### Goal of the exercise
Gather every line in the rows below that contains the string "sedan", treating uppercase and lowercase as different.

begin Task input

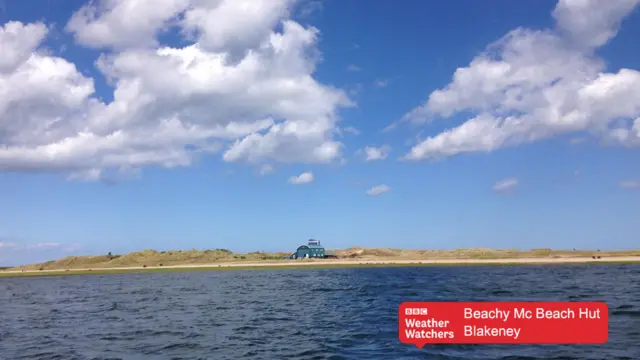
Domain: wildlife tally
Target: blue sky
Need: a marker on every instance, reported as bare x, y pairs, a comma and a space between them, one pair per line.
410, 125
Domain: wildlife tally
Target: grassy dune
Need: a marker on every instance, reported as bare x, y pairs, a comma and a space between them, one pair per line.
155, 259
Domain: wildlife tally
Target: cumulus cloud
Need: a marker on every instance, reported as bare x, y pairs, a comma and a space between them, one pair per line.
373, 153
241, 87
304, 178
505, 185
536, 84
630, 184
266, 169
378, 190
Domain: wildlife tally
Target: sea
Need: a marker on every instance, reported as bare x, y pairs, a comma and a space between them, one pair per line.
294, 313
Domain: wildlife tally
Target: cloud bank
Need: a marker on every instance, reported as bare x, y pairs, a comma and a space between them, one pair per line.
533, 85
241, 87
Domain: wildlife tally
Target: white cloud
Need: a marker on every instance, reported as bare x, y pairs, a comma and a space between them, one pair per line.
376, 153
241, 88
304, 178
266, 169
505, 185
382, 83
535, 84
377, 190
630, 184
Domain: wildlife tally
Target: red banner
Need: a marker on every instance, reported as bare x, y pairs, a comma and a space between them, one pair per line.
422, 323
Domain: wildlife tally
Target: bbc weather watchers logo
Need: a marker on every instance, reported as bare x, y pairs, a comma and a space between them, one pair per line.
416, 311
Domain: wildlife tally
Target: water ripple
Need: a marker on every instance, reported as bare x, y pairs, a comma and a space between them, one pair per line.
293, 314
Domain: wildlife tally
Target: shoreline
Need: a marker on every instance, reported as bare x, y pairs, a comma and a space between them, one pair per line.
311, 264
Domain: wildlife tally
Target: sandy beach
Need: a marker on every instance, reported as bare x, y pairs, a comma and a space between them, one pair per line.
340, 263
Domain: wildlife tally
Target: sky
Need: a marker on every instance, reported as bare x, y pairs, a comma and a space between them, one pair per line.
255, 125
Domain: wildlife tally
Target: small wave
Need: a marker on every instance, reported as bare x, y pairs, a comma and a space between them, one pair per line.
630, 313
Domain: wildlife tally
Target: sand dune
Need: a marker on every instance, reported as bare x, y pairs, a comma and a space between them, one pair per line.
339, 262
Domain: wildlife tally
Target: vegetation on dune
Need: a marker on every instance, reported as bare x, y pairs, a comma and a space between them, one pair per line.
153, 258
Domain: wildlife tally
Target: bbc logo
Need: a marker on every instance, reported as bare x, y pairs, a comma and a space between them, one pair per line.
416, 311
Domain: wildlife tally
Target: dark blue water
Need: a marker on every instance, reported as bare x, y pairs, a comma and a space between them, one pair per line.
293, 314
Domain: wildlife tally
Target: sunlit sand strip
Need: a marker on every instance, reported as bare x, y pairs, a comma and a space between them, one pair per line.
337, 263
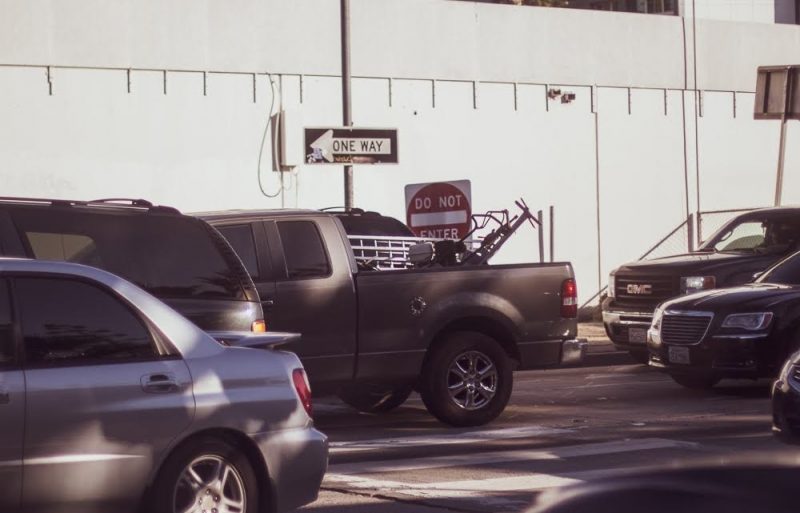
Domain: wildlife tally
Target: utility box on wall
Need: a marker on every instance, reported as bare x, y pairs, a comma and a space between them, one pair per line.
777, 92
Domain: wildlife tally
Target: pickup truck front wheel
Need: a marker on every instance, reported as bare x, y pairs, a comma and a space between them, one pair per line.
374, 398
467, 379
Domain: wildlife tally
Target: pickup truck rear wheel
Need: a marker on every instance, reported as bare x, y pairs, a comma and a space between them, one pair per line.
374, 398
467, 379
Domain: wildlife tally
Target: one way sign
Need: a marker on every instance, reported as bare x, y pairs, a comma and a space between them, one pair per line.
351, 145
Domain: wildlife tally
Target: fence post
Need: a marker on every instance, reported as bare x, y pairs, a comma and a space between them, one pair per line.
552, 237
540, 218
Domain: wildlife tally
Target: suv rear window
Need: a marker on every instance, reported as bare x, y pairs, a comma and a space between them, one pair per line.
170, 256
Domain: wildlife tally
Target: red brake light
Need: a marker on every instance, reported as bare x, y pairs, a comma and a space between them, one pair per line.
303, 389
569, 299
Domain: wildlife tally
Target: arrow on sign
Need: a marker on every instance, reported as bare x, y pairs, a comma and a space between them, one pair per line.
324, 144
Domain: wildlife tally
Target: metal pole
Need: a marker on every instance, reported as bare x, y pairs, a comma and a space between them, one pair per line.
552, 213
782, 144
346, 111
540, 217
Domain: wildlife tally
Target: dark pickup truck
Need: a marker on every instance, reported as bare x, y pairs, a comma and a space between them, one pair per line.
736, 254
453, 333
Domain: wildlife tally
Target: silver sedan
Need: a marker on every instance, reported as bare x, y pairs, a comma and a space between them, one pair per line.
110, 401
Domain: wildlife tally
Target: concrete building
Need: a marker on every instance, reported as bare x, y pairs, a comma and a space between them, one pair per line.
171, 100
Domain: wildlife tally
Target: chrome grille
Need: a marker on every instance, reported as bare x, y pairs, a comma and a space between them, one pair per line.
684, 328
660, 288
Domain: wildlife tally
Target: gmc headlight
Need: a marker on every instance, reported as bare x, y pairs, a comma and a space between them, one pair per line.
691, 284
750, 322
654, 333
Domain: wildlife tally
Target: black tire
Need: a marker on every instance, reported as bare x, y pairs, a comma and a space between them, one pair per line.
370, 398
695, 382
437, 377
640, 357
171, 491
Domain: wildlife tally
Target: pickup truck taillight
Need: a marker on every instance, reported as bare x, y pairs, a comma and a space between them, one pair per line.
569, 299
303, 389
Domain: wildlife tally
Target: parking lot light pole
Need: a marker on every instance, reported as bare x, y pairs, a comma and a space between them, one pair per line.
346, 112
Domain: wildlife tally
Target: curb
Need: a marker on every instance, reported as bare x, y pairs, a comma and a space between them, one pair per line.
607, 358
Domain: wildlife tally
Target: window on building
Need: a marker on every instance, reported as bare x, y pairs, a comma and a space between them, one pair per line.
303, 249
69, 322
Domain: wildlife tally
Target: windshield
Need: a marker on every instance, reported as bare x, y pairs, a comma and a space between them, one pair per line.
776, 235
786, 272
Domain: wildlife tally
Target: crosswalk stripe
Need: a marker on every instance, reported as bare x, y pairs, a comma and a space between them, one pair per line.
449, 438
554, 453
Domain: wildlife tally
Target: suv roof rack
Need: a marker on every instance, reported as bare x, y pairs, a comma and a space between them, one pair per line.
119, 202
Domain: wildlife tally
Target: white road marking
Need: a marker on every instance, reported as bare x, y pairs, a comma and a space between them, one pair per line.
473, 488
455, 437
554, 453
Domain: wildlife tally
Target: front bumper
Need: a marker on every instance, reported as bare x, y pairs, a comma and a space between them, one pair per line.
296, 463
720, 356
628, 330
573, 351
786, 410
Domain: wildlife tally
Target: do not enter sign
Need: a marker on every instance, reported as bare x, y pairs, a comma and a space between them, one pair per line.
439, 210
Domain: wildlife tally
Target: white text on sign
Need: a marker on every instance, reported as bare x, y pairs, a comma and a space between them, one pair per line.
451, 201
349, 146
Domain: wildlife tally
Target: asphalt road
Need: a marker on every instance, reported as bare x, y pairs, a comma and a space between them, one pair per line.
562, 426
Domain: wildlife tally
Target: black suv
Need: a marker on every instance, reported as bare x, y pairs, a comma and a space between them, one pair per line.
179, 259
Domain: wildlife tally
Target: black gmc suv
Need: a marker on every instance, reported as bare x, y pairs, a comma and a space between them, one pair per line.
739, 251
179, 259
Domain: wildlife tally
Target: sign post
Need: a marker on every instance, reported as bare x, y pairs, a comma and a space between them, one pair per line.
778, 97
441, 210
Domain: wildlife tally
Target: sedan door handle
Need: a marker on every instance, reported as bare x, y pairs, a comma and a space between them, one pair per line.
159, 383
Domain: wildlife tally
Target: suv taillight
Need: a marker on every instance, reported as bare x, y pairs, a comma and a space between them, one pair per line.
303, 389
569, 299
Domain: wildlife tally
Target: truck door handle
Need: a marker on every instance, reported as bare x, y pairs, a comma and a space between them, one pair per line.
159, 383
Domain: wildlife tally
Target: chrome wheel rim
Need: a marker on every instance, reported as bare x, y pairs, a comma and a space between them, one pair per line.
209, 484
472, 380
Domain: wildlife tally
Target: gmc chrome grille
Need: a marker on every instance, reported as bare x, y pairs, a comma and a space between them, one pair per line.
684, 329
645, 289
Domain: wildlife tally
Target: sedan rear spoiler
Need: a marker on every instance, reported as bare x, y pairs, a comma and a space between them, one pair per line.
250, 339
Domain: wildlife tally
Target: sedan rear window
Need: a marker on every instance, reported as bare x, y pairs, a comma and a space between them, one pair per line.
71, 322
170, 256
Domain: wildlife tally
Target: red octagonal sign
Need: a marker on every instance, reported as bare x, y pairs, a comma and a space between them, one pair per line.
439, 210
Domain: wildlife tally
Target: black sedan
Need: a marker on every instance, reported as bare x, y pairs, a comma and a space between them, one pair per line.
741, 332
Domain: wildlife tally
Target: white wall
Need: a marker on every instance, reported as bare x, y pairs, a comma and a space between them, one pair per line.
760, 11
465, 84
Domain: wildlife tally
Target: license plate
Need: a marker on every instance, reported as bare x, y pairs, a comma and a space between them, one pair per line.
679, 355
637, 336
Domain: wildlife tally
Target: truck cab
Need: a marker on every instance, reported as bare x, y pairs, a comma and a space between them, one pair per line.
740, 250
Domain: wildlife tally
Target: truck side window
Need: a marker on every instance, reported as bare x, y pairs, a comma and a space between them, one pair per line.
303, 249
6, 326
240, 237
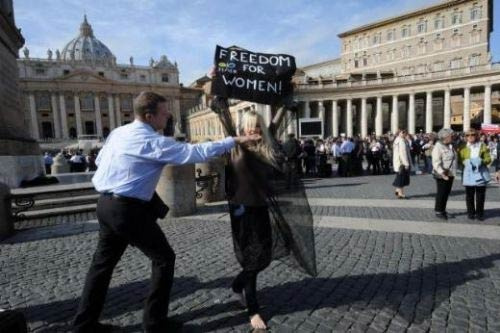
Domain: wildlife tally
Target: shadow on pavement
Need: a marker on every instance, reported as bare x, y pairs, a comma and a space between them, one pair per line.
412, 295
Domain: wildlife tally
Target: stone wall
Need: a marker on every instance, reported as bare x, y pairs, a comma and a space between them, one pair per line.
19, 154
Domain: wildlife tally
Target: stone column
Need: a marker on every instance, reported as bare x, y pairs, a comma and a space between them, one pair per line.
34, 118
466, 121
411, 114
177, 117
291, 122
64, 118
321, 109
447, 109
118, 111
6, 221
428, 112
395, 114
111, 112
307, 110
364, 119
78, 115
177, 188
321, 114
379, 125
98, 116
349, 118
335, 119
487, 105
55, 115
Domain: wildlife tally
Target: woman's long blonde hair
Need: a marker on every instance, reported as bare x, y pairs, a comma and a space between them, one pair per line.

end Task input

### Reply
Target: silver sedan
Target: sedan door handle
Target: sedan rear spoiler
Target: sedan rear window
Target: black sedan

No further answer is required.